(Records from a point-labeling set)
%%
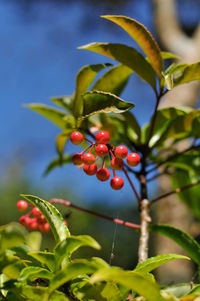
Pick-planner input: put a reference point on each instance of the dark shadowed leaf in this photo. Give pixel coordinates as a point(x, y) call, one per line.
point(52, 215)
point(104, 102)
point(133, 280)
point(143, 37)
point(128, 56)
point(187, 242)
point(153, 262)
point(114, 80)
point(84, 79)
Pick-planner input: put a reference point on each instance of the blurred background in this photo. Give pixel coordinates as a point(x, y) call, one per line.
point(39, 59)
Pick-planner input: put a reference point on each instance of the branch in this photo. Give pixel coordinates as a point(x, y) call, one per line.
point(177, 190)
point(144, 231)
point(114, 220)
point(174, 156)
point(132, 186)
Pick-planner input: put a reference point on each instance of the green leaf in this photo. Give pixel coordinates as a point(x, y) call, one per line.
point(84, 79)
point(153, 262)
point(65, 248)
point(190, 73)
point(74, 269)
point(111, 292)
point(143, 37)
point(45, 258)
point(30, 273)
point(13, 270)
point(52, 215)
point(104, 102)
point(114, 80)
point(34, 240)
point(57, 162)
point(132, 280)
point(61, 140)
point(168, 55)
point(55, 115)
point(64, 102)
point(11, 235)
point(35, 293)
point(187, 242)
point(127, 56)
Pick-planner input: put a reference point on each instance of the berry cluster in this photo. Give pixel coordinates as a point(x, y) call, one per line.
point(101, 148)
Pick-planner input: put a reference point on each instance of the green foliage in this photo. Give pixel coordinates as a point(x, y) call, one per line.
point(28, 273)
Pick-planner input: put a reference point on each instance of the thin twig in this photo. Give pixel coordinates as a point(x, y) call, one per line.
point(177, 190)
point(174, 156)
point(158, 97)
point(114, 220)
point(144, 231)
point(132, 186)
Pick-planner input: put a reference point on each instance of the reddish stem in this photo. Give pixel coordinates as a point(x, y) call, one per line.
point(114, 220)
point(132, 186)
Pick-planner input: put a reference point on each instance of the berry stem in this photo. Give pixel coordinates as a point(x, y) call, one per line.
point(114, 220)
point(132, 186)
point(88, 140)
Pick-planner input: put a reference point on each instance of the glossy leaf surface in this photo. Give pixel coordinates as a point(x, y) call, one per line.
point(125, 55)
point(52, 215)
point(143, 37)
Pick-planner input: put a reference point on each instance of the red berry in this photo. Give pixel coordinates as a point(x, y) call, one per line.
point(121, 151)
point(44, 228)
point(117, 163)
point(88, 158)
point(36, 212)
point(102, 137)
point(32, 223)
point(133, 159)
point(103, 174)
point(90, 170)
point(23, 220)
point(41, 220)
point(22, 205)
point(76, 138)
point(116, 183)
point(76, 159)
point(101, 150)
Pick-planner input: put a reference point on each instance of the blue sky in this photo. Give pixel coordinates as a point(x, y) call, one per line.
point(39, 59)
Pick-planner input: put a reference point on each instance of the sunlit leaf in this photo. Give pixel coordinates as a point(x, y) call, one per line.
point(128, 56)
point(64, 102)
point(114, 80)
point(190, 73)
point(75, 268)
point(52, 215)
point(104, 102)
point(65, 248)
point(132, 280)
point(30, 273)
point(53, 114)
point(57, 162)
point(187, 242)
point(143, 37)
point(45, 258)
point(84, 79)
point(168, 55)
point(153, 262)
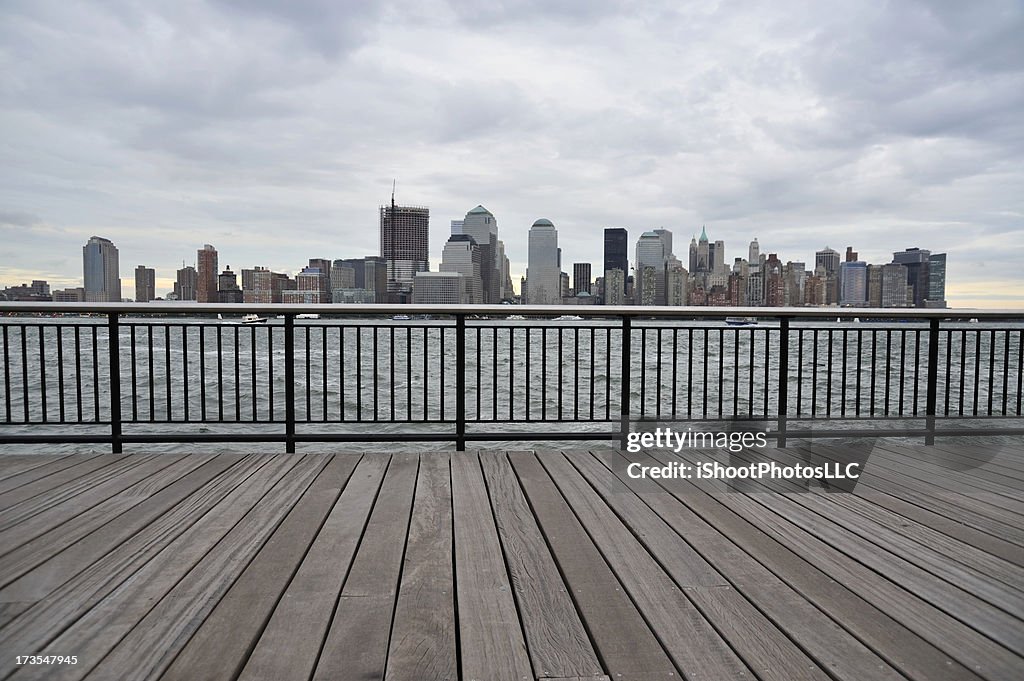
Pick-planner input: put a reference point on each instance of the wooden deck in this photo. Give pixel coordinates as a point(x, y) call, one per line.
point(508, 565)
%%
- EXERCISE -
Rewrite all of the records above, replacing "reference point" with "marker point" and changing nothing else. Leave out the pictures.

- THE OUTPUT -
Pick-planner input: put a marker point on each instance of the dark shadowed leaf in this photo. Give pixel coordinates as a point(x, y) call, one per line.
point(52, 215)
point(104, 102)
point(133, 280)
point(143, 37)
point(128, 56)
point(187, 242)
point(153, 262)
point(114, 80)
point(84, 79)
Pick-planner input: put a marker point on each instance of the blurred background in this photo. Give pixel coordinates as a point(x, y) call, one per line.
point(39, 59)
Pick-planner input: put a marker point on each instance of the branch in this photo. Give pixel coordinates as a point(x, y) call, one per line.
point(177, 190)
point(144, 231)
point(114, 220)
point(174, 156)
point(132, 186)
Pick-planner input: put a marker point on each instance of the green leaf in this photo. Give pixel coordinates as a point(x, y) call, one per line.
point(84, 79)
point(153, 262)
point(65, 248)
point(190, 73)
point(74, 269)
point(111, 292)
point(143, 37)
point(45, 258)
point(30, 273)
point(13, 270)
point(52, 215)
point(104, 102)
point(114, 80)
point(34, 240)
point(57, 162)
point(132, 280)
point(61, 140)
point(168, 55)
point(55, 115)
point(64, 102)
point(11, 235)
point(35, 293)
point(187, 242)
point(127, 56)
Pick-planner input: put a marker point on each instance of the berry cluster in this photo. Give pixel coordinates as a point(x, y) call, one per line.
point(101, 148)
Pick-planner input: put a marker point on each instance of the green foliage in this photo. Give pixel coordinates as a point(x, y) call, one per line.
point(28, 273)
Pick-planner input: put a marker point on each instance of the thin twig in this photo. Give pixel coordinates as a point(x, y) call, one per line.
point(177, 190)
point(174, 156)
point(158, 97)
point(114, 220)
point(144, 231)
point(132, 186)
Pick-planner input: put a marker point on each instance of the reddish stem in this photo. Give pixel coordinates as a point(x, y) call, one per line.
point(114, 220)
point(132, 186)
Pick-planner input: put a marker point on each instance of the berry stem in this photo. Give pixel coordinates as a point(x, y) call, one per line.
point(114, 220)
point(132, 186)
point(88, 140)
Pick-planner input: put a marker point on each instance of the glossy leaf surface in this photo. Give pixel coordinates as a point(x, y) call, one per line.
point(125, 55)
point(52, 215)
point(143, 37)
Pick-planner input: put a marker point on each instance of the red berry in this photo. Give pixel coordinates as a point(x, y) call, one per line.
point(121, 151)
point(44, 228)
point(117, 163)
point(88, 158)
point(36, 212)
point(102, 137)
point(32, 223)
point(133, 159)
point(103, 174)
point(90, 170)
point(23, 220)
point(41, 220)
point(22, 205)
point(76, 138)
point(116, 183)
point(76, 159)
point(101, 150)
Pick-planner input: put a marker point on each instance of the blue sky in this photo. Give pixel coordinates as a point(x, y) call, one per line.
point(39, 59)
Pick-planner input: put a marker point on each instance of the sunlit leaf in this photo. Give pixel coordinates as a point(x, y) call, one per line.
point(128, 56)
point(64, 102)
point(114, 80)
point(190, 73)
point(75, 268)
point(52, 215)
point(104, 102)
point(65, 248)
point(132, 280)
point(30, 273)
point(53, 114)
point(57, 162)
point(187, 242)
point(143, 37)
point(45, 258)
point(84, 79)
point(168, 55)
point(153, 262)
Pick-planner input: put a marker point on each instance of the wooden deck in this photo. Give pixel coordinates as a point(x, y) call, one per line.
point(508, 565)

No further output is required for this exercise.